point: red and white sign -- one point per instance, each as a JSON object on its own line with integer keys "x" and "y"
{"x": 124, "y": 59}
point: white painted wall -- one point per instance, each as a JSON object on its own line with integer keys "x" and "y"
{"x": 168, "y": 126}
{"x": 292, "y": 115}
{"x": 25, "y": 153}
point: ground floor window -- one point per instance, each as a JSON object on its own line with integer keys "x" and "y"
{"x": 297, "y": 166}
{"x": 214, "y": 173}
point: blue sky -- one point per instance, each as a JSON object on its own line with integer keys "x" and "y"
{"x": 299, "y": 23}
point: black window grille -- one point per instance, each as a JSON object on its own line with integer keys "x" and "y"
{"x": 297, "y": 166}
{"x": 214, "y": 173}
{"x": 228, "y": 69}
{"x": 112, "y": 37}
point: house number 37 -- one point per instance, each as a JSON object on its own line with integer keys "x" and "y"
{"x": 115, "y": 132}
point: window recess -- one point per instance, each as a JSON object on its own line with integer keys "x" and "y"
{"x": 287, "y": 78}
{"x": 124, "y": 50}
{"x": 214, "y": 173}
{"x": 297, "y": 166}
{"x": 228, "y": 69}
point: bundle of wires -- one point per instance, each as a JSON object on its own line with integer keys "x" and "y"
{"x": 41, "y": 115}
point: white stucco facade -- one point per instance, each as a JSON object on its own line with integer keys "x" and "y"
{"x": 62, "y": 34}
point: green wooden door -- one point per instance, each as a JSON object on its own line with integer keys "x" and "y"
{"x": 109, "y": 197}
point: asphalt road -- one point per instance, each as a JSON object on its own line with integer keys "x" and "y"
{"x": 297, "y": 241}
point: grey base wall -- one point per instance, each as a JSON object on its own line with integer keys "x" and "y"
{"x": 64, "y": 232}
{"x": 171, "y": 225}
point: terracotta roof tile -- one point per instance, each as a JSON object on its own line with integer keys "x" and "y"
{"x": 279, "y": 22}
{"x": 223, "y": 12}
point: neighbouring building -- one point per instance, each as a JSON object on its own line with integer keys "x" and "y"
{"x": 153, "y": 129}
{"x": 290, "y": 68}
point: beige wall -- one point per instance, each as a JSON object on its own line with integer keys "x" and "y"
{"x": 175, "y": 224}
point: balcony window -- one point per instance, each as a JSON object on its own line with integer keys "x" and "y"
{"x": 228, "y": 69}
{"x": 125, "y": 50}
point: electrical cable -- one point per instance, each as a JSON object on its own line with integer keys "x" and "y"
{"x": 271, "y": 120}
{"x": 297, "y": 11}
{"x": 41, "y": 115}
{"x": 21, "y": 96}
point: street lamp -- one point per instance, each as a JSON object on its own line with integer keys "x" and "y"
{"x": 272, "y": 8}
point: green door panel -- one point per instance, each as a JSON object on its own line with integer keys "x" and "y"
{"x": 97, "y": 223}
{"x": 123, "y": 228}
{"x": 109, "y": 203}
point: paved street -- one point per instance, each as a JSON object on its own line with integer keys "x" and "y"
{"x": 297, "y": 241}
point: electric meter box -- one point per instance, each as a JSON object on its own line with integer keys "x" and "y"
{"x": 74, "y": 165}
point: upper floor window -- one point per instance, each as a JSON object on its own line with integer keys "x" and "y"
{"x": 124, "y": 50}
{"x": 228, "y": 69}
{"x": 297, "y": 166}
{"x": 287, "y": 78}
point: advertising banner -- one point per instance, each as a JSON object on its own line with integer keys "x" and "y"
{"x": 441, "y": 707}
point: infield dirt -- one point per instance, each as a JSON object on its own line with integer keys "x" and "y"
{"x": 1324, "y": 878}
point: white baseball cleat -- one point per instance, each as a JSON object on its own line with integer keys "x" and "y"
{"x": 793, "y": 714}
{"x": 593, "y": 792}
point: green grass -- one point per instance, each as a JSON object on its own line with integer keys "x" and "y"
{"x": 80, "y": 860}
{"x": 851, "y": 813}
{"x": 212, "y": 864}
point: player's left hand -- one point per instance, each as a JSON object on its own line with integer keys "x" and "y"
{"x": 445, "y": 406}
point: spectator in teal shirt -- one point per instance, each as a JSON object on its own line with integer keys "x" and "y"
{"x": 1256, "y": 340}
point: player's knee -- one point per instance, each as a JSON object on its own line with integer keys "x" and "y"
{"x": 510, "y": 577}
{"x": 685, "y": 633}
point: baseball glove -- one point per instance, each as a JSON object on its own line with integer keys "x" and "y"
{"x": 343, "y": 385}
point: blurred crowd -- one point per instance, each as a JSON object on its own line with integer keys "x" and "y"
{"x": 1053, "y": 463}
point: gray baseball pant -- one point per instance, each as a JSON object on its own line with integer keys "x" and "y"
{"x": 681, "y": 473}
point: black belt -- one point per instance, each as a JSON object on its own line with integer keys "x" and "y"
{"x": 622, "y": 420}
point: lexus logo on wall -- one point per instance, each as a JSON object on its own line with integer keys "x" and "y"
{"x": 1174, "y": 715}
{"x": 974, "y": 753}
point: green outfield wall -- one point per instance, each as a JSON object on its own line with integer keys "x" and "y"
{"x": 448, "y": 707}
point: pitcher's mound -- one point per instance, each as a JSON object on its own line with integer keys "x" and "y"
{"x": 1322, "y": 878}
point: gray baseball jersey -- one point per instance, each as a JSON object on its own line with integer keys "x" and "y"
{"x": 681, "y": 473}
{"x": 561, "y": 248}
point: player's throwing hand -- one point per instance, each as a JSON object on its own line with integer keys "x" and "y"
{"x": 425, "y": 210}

▬▬▬▬▬▬

▶ WHAT NEEDS TO BE DONE
Print the listing above in its entirety, with every line exact.

▶ REPLY TO THE TASK
point: red and white sign -- one point per instance, each as a JSON object on its own line with integer keys "x" and "y"
{"x": 124, "y": 59}
point: white painted wall -- one point per instance, each as a JSON object on its own line with integer keys "x" and "y"
{"x": 168, "y": 126}
{"x": 292, "y": 115}
{"x": 25, "y": 153}
point: ground floor window -- one point per instance, each as a JSON object on its own line with integer keys "x" and "y"
{"x": 297, "y": 166}
{"x": 214, "y": 173}
point: blue sky -- one point per instance, each as a JSON object on its own line with integer keys "x" and "y"
{"x": 299, "y": 23}
point: black window grille -- one point per instance, each as a JSON object on its own line with integer keys "x" and "y"
{"x": 297, "y": 166}
{"x": 214, "y": 173}
{"x": 228, "y": 69}
{"x": 112, "y": 37}
point: house number 37 -- one point per instance, each as a JSON object on its own line with integer keys "x" and "y"
{"x": 115, "y": 132}
point: window recess -- one point per instance, each as a JSON object on its own line with integer keys "x" and "y"
{"x": 287, "y": 78}
{"x": 124, "y": 50}
{"x": 214, "y": 173}
{"x": 297, "y": 166}
{"x": 228, "y": 69}
point: bundle of wires -- one point per instance, each as a JSON object on its own line with integer keys "x" and "y"
{"x": 41, "y": 115}
point: white stucco facade -- one point per instance, each as a JSON object on its own line with integer keys "x" and "y"
{"x": 62, "y": 34}
point: green wooden door -- one point per instance, each as a JSON object on its own line with integer keys "x" and "y"
{"x": 109, "y": 197}
point: asphalt road -- one point per instance, each as a JSON object on its own line with integer keys "x" and "y"
{"x": 297, "y": 241}
point: grey base wall -- one point per instance, each as a JSON object on its own line with integer keys "x" and "y"
{"x": 64, "y": 232}
{"x": 171, "y": 225}
point: terracotta roof tile -- one point per instance, each as a JSON object on its own line with integer keys "x" and "y"
{"x": 279, "y": 22}
{"x": 223, "y": 12}
point: neighbouring building -- one point per instance, each as a JSON object on its own line with integer keys "x" and "y"
{"x": 153, "y": 129}
{"x": 290, "y": 68}
point: beige wall -- one point per instance, each as a JSON object on its own line with integer keys "x" and "y"
{"x": 175, "y": 224}
point: balcony window -- one point per instance, each as a JSON object on its own line with integer keys "x" and "y"
{"x": 228, "y": 69}
{"x": 125, "y": 50}
point: electrical cable -- one point per instance, each as a JSON object on its own line with integer keys "x" and "y"
{"x": 271, "y": 120}
{"x": 297, "y": 11}
{"x": 41, "y": 115}
{"x": 21, "y": 96}
point: street lamp -- one point per instance, each as a JSON object on its own line with integer keys "x" and "y"
{"x": 272, "y": 8}
point: green door panel -- one point per instance, each as a JSON object on its own line with integer keys "x" and "y"
{"x": 97, "y": 223}
{"x": 123, "y": 228}
{"x": 109, "y": 203}
point: paved street -- one point per instance, each as a JSON object on its own line with integer keys "x" and "y"
{"x": 297, "y": 241}
point: electric meter box -- one point per instance, each as a JSON object on its own line with integer keys "x" and "y"
{"x": 74, "y": 165}
point: upper floor window -- one point per instance, each as a JSON object on its own line with integer keys "x" and "y"
{"x": 124, "y": 50}
{"x": 228, "y": 69}
{"x": 297, "y": 166}
{"x": 287, "y": 78}
point: advertising banner -- one point per instance, each as a JSON object on its own line with integer keys "x" and "y"
{"x": 441, "y": 707}
point: infield dirt -- one point per instance, each as a JSON object on its own line with integer keys "x" and "y"
{"x": 1324, "y": 878}
point: white baseball cleat -- one point per instance, each as a JSON object on its own line with integer keys "x" and "y"
{"x": 793, "y": 714}
{"x": 593, "y": 792}
point: green grass -- one point per instance, each as a JSON object on its own line with integer keys "x" and "y"
{"x": 80, "y": 860}
{"x": 851, "y": 813}
{"x": 212, "y": 864}
point: player's left hand -- one point per instance, each as a JSON object on its own line with integer keys "x" and "y"
{"x": 445, "y": 406}
point: spectator in teal shirt -- one point per instance, each as a JSON object on its own line with integer keys "x" and "y"
{"x": 1256, "y": 340}
point: player's knee -- one point per instance, each as a JSON object on its own line with integer keys "x" and "y"
{"x": 510, "y": 577}
{"x": 685, "y": 633}
point: baseball glove -- one point per instance, each as a JSON object on its own line with integer keys "x" and "y"
{"x": 343, "y": 385}
point: blurred crowd -- one point per instance, each as a JSON object on its own line with integer keys "x" and "y"
{"x": 1053, "y": 463}
point: gray baseball pant -- one point per instance, each as a JSON object on its own line with integer keys "x" and "y"
{"x": 681, "y": 473}
point: black belt -- one point per instance, each as a JSON object on its own line with integer keys "x" and "y"
{"x": 622, "y": 420}
point: lexus logo on wall -- one point per instance, each as a JSON object on its own line with integer keys "x" and "y"
{"x": 1174, "y": 715}
{"x": 974, "y": 753}
point: green outfield wall -- one point per instance, each as a JSON object on its own line with integer keys "x" and "y"
{"x": 448, "y": 707}
point: pitcher's mound -- one point per instance, each as a JSON object on its own line with integer keys "x" and "y"
{"x": 1322, "y": 878}
point: gray baseball jersey -- one point per instance, each as a JSON object on its own line with integer keys "x" and "y"
{"x": 681, "y": 473}
{"x": 561, "y": 248}
point: player's throwing hand -- one point per instance, each as a JSON object on its own line with integer keys "x" and "y"
{"x": 425, "y": 210}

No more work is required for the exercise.